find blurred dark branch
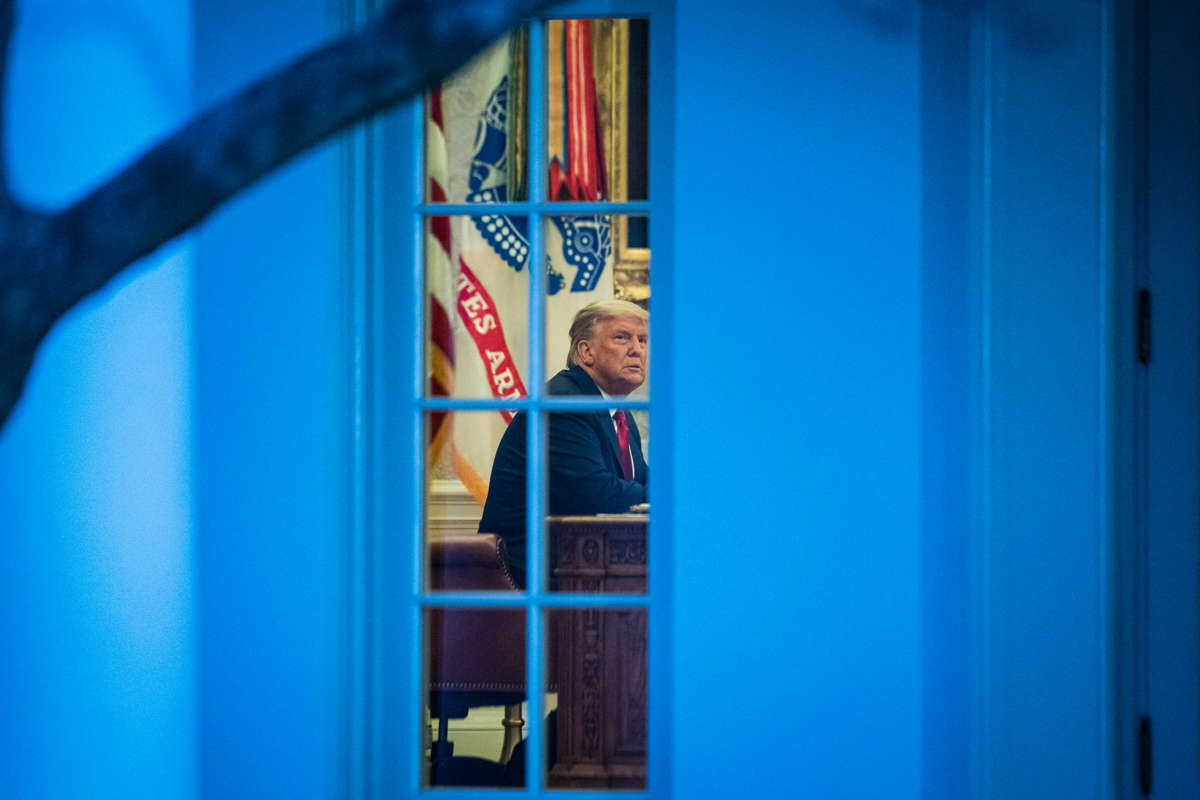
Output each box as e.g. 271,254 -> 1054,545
0,0 -> 550,426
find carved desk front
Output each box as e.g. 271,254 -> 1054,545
547,515 -> 648,789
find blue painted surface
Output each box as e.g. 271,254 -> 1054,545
193,0 -> 348,798
672,0 -> 922,798
972,5 -> 1110,798
0,0 -> 1198,798
1145,2 -> 1200,800
0,0 -> 196,798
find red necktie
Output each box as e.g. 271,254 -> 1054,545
612,409 -> 634,481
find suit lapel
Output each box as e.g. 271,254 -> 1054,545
568,365 -> 646,480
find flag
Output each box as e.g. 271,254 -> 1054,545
425,20 -> 613,504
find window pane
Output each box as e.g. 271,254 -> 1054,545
425,29 -> 529,203
546,19 -> 649,201
425,215 -> 529,398
421,607 -> 526,787
424,411 -> 526,591
546,608 -> 649,789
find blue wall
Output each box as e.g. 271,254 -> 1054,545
193,0 -> 350,798
676,0 -> 922,798
0,0 -> 194,798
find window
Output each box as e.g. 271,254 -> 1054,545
401,9 -> 667,796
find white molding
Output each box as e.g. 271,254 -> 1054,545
426,479 -> 484,535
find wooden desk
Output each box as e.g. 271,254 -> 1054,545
547,515 -> 648,789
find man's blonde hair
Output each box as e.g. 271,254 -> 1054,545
566,300 -> 650,368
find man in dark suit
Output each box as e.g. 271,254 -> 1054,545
479,300 -> 649,587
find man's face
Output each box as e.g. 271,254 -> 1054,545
577,314 -> 649,395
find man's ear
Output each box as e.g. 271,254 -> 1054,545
575,339 -> 596,367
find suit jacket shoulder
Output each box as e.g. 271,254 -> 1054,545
546,363 -> 600,397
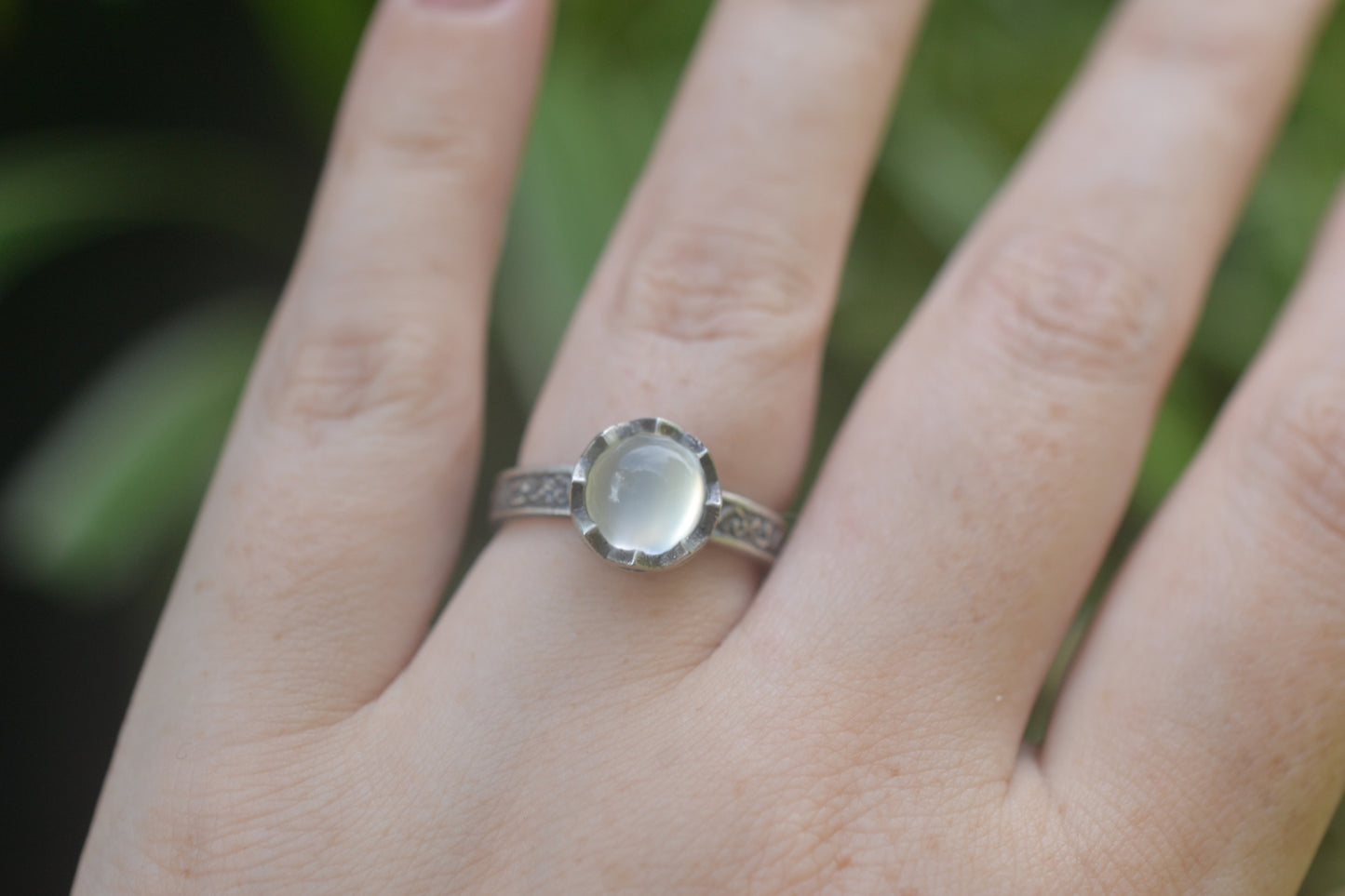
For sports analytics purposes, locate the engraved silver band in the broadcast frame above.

* **Request**
Lay out the listing from the line with "find blue wall" up to and including the line with "546,363 -> 600,397" as a two-column CSV with the headers request and answer. Give one row per request, put its text and its answer each in a single quoted field, and turn any line breaks into spaces.

* **Response for this exercise**
request,answer
"find blue wall Output each box as e.g. 271,254 -> 1054,545","193,0 -> 350,798 676,0 -> 922,798 0,0 -> 194,798"
"find window Output each box as e.g. 271,254 -> 1054,545","401,9 -> 667,796"
"find white molding Output each box as e.g. 271,254 -> 1054,545","426,479 -> 484,535"
"find wooden desk Output each box as e.g. 271,254 -> 1054,545","547,515 -> 648,789"
"find man's blonde hair Output each box as e.g. 271,254 -> 1054,545","566,300 -> 650,368"
"find man in dark suit Output each box as e.g. 271,254 -> 1054,545","479,300 -> 649,587"
"find man's face Output each box as e.g. 271,254 -> 1054,545","577,314 -> 649,395"
"find man's ear Output each box as e.g. 271,254 -> 1054,545","575,339 -> 596,367"
"find suit jacket shoulder Output each box as e.g. 271,254 -> 1054,545","546,363 -> 600,397"